**DATA SUPPLIED:**
>>>
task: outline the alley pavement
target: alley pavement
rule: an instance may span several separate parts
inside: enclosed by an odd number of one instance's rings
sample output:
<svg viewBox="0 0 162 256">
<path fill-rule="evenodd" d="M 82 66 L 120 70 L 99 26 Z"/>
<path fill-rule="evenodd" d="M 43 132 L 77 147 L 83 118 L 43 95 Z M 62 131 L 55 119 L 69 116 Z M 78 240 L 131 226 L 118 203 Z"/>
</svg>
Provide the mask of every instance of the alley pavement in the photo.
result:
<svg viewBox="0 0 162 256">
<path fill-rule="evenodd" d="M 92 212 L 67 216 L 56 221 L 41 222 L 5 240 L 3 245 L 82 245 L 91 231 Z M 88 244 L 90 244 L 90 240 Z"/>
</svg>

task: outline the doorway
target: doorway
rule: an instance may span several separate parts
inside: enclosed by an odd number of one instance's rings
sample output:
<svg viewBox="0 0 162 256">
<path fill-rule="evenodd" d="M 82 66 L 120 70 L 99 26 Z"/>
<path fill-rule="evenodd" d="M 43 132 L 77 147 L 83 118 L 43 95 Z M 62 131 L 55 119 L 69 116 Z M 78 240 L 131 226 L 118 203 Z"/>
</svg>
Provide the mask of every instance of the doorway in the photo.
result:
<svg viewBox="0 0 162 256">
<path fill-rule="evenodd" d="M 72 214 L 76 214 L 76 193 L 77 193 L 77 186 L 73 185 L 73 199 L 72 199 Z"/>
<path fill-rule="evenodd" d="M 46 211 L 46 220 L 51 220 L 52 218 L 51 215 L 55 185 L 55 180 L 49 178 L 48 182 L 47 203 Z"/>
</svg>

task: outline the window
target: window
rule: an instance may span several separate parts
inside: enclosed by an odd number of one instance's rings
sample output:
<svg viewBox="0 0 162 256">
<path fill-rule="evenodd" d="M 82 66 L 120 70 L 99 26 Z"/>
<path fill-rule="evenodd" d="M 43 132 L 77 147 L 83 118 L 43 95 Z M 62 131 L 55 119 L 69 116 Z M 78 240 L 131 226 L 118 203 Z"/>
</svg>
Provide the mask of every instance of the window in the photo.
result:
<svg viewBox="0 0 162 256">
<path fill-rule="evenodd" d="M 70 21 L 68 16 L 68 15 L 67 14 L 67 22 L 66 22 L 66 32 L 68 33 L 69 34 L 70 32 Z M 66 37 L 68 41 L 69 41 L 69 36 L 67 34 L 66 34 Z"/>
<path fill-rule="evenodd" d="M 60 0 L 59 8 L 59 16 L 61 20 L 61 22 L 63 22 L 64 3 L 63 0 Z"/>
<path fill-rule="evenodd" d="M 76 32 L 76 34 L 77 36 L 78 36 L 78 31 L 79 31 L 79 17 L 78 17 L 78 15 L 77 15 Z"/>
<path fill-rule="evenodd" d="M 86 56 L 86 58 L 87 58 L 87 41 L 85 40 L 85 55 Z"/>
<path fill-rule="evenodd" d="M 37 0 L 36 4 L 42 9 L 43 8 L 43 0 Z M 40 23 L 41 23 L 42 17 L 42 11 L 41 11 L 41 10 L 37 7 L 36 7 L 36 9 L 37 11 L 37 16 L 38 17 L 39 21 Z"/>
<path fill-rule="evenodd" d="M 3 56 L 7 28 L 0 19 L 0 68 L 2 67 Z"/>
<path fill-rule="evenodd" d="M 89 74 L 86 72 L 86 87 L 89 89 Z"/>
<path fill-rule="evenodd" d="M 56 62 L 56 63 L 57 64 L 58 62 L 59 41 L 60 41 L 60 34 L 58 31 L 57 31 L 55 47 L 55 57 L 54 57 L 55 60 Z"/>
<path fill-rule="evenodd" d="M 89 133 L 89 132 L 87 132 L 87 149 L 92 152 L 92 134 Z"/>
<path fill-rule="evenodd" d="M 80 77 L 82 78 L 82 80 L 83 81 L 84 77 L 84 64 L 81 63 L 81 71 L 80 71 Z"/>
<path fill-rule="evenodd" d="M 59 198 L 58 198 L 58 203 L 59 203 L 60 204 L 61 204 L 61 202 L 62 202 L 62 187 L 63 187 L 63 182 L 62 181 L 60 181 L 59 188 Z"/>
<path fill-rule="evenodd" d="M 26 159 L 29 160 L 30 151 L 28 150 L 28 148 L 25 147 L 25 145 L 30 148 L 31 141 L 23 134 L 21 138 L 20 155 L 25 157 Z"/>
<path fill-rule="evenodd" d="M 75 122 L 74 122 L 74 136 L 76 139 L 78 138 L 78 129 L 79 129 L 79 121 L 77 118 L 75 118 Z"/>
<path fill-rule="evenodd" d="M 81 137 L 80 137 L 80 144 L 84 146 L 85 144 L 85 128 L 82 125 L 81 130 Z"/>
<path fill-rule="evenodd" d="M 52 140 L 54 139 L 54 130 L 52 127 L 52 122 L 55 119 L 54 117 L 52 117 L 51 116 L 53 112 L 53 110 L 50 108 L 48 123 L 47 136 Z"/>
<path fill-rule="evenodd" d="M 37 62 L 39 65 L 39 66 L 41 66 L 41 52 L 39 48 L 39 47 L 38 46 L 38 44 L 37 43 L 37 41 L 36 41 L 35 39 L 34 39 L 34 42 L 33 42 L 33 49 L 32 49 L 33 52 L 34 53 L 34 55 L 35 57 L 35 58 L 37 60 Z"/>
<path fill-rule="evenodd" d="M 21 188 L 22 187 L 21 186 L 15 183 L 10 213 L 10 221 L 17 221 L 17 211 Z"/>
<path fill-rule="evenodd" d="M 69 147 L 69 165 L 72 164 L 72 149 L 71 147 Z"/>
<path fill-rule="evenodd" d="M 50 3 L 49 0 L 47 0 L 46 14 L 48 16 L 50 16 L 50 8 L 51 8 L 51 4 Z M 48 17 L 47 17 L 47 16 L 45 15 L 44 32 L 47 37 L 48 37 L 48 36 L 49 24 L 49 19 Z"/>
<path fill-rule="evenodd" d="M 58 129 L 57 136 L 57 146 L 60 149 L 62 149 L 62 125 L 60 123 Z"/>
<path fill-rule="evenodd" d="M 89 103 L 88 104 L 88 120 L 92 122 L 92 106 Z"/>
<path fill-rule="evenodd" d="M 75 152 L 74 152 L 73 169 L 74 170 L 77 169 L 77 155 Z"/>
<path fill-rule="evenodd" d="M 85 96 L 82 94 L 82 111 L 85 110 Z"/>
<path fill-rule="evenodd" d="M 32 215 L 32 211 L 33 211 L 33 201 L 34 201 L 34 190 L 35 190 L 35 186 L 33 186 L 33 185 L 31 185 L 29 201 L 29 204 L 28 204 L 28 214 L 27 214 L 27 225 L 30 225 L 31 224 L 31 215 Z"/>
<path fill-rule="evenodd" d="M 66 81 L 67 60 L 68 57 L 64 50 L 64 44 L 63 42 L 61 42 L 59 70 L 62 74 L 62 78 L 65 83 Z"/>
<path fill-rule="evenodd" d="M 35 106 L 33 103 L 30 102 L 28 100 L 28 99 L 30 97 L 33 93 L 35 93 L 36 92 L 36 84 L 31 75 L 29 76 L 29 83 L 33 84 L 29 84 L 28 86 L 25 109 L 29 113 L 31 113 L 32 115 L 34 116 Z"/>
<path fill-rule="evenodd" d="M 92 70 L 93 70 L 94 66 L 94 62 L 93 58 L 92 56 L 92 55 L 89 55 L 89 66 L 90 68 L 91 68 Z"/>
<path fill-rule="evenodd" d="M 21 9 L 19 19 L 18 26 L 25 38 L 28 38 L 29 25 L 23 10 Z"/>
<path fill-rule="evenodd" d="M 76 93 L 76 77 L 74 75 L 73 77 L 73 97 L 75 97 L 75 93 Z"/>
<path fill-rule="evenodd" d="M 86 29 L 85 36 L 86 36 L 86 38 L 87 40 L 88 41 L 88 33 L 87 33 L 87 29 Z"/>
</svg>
<<<
>>>
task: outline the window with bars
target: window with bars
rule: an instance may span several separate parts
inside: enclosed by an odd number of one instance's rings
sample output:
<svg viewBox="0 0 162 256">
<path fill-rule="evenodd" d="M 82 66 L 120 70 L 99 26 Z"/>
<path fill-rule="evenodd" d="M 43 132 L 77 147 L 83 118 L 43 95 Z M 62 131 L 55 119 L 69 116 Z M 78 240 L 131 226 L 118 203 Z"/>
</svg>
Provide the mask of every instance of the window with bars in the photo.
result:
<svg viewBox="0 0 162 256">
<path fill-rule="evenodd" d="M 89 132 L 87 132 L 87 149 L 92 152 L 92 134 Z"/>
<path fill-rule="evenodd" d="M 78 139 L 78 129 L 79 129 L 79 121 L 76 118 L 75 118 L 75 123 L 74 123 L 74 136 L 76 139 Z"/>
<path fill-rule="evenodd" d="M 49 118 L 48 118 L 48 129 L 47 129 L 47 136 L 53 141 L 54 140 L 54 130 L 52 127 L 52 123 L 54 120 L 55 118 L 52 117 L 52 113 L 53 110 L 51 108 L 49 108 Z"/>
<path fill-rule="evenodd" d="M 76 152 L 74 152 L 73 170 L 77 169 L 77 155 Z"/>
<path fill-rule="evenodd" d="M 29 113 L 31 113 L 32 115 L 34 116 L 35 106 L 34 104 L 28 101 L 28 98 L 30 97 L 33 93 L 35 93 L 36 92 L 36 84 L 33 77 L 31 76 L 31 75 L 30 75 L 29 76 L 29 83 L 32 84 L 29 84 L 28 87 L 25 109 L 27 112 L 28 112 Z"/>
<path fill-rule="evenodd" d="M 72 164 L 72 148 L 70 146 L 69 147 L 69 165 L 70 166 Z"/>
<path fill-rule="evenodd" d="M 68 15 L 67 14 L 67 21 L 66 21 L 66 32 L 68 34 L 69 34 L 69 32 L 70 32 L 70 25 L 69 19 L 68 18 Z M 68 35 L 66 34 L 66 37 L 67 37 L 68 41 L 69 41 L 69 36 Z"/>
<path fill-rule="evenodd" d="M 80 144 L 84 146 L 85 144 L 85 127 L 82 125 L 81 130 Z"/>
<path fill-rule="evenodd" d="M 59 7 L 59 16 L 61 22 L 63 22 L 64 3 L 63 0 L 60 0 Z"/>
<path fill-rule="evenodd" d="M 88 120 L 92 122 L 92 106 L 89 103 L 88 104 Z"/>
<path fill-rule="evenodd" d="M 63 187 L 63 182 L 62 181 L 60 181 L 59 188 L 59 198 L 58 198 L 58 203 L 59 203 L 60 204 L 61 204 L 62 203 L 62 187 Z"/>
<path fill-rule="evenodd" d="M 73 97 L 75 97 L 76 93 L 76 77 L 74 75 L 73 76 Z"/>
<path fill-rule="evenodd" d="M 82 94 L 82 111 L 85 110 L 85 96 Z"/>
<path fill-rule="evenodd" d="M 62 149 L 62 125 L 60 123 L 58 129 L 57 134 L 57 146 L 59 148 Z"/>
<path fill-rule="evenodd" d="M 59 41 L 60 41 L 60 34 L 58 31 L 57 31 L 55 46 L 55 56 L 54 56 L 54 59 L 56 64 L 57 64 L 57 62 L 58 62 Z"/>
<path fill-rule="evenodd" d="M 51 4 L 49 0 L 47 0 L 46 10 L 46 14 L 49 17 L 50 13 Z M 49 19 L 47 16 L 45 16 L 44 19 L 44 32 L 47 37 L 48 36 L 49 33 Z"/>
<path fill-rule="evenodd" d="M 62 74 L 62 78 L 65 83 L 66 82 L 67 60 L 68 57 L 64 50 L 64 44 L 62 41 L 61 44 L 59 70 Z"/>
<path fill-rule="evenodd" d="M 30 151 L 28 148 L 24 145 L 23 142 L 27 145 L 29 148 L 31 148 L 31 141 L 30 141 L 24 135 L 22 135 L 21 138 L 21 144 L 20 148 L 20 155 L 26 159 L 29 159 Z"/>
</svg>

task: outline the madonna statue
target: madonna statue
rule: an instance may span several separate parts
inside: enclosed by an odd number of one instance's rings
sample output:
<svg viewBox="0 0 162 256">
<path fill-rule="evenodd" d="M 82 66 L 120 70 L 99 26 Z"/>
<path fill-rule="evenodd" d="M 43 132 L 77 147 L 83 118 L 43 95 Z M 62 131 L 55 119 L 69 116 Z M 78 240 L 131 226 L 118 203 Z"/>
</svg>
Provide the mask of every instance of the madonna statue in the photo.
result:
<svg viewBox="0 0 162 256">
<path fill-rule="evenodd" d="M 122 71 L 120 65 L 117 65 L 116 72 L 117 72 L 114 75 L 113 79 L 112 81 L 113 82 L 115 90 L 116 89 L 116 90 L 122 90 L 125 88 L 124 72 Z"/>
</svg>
<<<
>>>
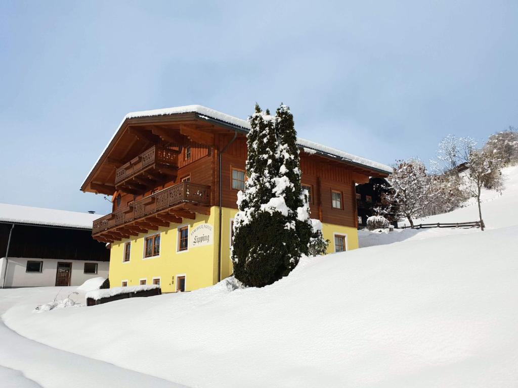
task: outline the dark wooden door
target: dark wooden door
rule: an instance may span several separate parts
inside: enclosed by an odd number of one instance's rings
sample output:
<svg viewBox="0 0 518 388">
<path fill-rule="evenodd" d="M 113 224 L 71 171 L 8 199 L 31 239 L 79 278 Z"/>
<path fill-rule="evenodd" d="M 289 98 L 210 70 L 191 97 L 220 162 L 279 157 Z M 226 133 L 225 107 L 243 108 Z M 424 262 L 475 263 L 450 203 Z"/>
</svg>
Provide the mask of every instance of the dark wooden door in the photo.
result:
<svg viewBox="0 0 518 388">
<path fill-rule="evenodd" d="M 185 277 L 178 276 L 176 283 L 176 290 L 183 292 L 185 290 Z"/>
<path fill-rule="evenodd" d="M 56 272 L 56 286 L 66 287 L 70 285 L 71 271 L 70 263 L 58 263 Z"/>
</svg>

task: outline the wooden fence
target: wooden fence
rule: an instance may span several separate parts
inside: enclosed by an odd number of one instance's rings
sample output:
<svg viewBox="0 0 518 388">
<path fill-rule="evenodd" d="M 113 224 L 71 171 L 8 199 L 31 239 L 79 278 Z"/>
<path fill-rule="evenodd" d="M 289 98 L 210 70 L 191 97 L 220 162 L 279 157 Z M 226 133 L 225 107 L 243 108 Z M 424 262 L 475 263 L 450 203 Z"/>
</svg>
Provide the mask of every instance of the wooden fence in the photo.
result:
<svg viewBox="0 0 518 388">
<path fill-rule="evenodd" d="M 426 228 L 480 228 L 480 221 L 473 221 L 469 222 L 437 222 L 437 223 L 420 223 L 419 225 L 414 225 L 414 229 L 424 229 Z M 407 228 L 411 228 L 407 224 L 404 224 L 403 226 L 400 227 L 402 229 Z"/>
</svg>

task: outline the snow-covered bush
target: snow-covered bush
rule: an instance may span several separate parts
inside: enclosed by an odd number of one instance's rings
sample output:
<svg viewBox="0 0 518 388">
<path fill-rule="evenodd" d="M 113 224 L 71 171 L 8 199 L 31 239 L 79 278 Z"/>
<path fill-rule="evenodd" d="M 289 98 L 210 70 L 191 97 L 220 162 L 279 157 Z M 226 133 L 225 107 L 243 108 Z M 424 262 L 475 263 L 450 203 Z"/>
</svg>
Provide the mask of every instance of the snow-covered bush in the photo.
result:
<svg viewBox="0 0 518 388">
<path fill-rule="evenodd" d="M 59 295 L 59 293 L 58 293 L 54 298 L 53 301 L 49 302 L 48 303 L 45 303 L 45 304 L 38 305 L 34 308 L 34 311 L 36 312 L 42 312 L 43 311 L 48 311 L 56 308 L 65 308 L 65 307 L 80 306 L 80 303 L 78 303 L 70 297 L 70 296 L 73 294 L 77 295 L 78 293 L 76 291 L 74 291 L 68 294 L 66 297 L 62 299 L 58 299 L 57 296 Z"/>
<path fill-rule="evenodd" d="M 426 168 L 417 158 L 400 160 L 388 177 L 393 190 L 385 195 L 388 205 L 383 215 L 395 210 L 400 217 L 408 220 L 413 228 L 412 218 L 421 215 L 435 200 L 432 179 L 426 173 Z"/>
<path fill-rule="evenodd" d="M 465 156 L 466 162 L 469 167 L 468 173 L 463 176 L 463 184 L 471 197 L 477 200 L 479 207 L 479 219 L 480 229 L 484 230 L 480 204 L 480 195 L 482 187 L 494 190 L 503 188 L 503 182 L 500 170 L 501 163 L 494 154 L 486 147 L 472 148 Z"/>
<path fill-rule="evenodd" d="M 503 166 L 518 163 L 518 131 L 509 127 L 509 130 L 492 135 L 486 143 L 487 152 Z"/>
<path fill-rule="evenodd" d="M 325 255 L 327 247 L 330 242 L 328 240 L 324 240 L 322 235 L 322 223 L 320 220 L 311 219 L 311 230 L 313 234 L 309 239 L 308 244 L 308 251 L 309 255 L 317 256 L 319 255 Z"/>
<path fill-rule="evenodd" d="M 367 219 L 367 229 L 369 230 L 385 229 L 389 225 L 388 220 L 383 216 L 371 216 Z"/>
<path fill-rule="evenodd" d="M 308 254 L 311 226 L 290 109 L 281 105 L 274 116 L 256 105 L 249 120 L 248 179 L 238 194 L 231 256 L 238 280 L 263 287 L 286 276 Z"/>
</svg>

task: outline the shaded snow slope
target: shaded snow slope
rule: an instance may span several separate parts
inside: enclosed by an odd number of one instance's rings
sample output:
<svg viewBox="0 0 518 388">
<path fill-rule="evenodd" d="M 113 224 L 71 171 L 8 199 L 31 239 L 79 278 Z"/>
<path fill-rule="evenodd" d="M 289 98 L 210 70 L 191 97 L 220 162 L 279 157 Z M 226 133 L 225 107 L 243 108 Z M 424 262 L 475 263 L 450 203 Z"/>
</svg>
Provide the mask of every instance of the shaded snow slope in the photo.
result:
<<<
**WRITTEN REQUEST:** Render the part of the entries that opens with the line containing "task: outline the snow-covered bush" and closes with the line containing "59 295 L 59" as a Markdown table with the columns Row and Line, numbering each row and skipping blank lines.

**REPLY TO THE EXERCISE:**
| Row | Line |
|---|---|
| 1 | task: outline the snow-covered bush |
| 2 | target: snow-covered bush |
| 3 | rule: an instance may span several separate parts |
| 4 | inside: enclosed by an odd number of one instance's rings |
| 5 | sample output: |
| 6 | <svg viewBox="0 0 518 388"> |
| 7 | <path fill-rule="evenodd" d="M 113 224 L 71 171 L 8 199 L 31 239 L 79 278 Z"/> |
| 8 | <path fill-rule="evenodd" d="M 289 98 L 210 70 L 191 97 L 220 162 L 279 157 Z M 226 133 L 225 107 L 243 108 Z M 424 262 L 475 263 L 450 203 Z"/> |
| 9 | </svg> |
| 10 | Provide the mask of every instance of the snow-covered bush in the photo. |
| 11 | result: |
| 12 | <svg viewBox="0 0 518 388"> |
| 13 | <path fill-rule="evenodd" d="M 59 295 L 59 293 L 58 293 L 54 298 L 53 301 L 49 302 L 48 303 L 45 303 L 45 304 L 38 305 L 34 308 L 34 311 L 36 312 L 42 312 L 43 311 L 48 311 L 56 308 L 65 308 L 65 307 L 80 306 L 80 303 L 78 303 L 70 297 L 70 296 L 73 294 L 77 295 L 78 293 L 76 291 L 74 291 L 68 294 L 66 297 L 62 299 L 58 299 L 57 296 Z"/> |